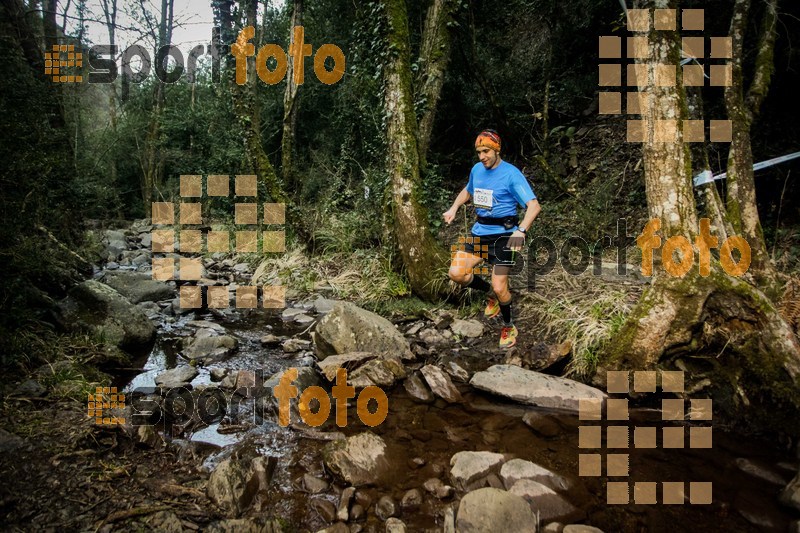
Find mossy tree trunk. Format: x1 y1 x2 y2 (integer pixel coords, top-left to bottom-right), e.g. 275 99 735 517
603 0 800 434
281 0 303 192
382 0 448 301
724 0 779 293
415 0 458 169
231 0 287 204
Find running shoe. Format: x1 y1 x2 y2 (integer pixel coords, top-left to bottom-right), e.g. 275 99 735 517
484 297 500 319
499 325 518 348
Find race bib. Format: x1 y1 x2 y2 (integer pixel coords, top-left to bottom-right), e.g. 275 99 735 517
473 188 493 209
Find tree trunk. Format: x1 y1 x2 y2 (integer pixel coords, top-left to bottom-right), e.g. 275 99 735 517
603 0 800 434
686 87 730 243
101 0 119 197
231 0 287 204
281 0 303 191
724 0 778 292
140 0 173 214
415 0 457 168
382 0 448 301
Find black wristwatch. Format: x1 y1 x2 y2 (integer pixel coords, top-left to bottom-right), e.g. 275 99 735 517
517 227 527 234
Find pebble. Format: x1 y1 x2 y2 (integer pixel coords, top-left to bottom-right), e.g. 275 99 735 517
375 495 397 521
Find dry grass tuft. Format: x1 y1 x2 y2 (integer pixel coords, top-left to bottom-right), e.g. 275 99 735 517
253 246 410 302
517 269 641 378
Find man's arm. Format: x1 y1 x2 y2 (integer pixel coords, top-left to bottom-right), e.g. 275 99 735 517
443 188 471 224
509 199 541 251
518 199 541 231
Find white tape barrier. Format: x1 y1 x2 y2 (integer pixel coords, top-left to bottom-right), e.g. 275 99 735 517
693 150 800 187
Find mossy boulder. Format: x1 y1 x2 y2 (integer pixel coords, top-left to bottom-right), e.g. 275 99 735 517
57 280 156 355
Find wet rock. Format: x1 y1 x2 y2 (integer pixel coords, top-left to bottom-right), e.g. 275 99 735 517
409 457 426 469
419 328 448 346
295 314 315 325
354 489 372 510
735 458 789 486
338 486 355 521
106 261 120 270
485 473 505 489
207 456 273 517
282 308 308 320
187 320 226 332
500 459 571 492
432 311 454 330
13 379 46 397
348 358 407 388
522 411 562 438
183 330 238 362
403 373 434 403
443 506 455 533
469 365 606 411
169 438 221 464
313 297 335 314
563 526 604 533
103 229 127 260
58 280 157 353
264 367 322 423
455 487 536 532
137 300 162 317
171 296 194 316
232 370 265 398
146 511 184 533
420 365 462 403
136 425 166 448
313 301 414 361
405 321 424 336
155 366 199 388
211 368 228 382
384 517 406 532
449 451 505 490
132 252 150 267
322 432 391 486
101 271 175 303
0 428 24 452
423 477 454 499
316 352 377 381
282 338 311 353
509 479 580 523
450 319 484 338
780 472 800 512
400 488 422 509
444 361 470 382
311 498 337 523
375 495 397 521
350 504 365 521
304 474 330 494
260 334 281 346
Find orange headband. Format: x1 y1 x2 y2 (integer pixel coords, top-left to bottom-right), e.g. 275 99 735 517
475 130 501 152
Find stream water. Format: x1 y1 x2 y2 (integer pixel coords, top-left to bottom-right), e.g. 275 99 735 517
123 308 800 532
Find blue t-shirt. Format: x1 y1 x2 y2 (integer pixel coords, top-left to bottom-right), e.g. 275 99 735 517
====================
### What you should do
In the copy, include no pictures; restate the listing above exactly.

### Output for this task
Find mossy tree trunk. Format: x1 y1 x2 y2 (integer pixel coords, top-left to bottom-right), e.g. 275 99 735 517
603 0 800 434
281 0 303 192
382 0 448 301
724 0 779 293
415 0 458 169
231 0 287 204
Find running shoe. Format: x1 y1 x2 y2 (integer pixel coords, top-left to bottom-right), e.g. 275 99 735 517
484 297 500 319
499 325 518 348
Find race bib. Format: x1 y1 x2 y2 (integer pixel coords, top-left to bottom-right), e.g. 275 99 735 517
473 188 493 209
Find tree trunk. Format: x1 y1 x2 y2 (integer pixel coords, top-left to bottom-right), e.g. 275 99 735 517
603 0 800 434
686 87 730 243
101 0 119 197
231 0 287 204
281 0 303 191
724 0 778 292
140 0 173 214
415 0 457 168
382 0 448 301
Find black wristwatch. Format: x1 y1 x2 y2 (integer pixel coords, top-left to bottom-right), e.g. 275 99 735 517
517 227 527 234
Find pebble. Format: x1 y1 x2 y2 (integer pixel coords, top-left to bottom-right), e.g. 275 99 735 517
375 495 397 521
Find dry grass tuft. Format: x1 y1 x2 y2 (integer pixel coords, top-left to bottom-right), e.g. 275 99 735 517
253 246 410 302
517 269 641 378
Find man's arm. Format: x1 y1 x2 y2 (integer pixel coords, top-left to bottom-right), e.g. 275 99 735 517
443 188 471 224
509 199 541 251
518 199 541 231
Find white tape barrier. Format: x1 y1 x2 y2 (integer pixel coords, top-left to bottom-right), e.g. 275 99 735 517
693 150 800 187
Find mossy boulder. Format: x1 y1 x2 y2 (integer pixel coords, top-left to bottom-right), e.g. 275 99 735 517
57 280 156 355
Find wet rock. Format: x1 y1 x2 y2 (integer pixel coords, top-left to bottom-right), e.g. 275 99 735 517
409 457 426 469
419 328 448 346
295 314 315 325
354 489 372 510
735 458 789 486
338 486 355 521
106 261 120 270
485 473 505 489
207 456 273 517
282 308 308 320
187 320 226 332
500 459 571 492
432 311 454 330
13 379 46 397
348 358 407 388
522 411 562 438
183 330 238 362
403 373 434 403
443 506 455 533
469 365 606 411
169 438 221 464
313 297 335 314
563 526 604 533
103 229 127 260
58 280 157 353
264 367 322 423
455 487 536 532
137 300 162 317
171 296 194 316
232 370 265 398
146 511 184 533
420 365 462 403
136 425 166 448
313 301 414 361
405 321 424 336
155 366 199 388
211 368 228 382
384 517 406 532
449 451 505 490
132 252 150 267
322 432 391 486
101 271 175 303
0 428 24 452
423 477 454 499
316 352 377 381
282 338 311 353
509 479 580 523
450 319 484 338
780 472 800 512
400 488 422 509
444 361 470 382
311 498 337 523
375 495 397 521
350 504 365 521
304 474 330 494
260 334 281 346
Find orange headband. Format: x1 y1 x2 y2 (integer pixel coords, top-left to bottom-right), e.g. 275 99 735 517
475 130 501 152
Find stream water. Format: x1 y1 x2 y2 (integer pixel coords, top-left to bottom-right), e.g. 275 99 735 517
123 308 800 532
Find blue t-shirt. Format: x1 y1 x2 y2 (integer pixel coords, top-left to bottom-right), e.g. 275 99 735 517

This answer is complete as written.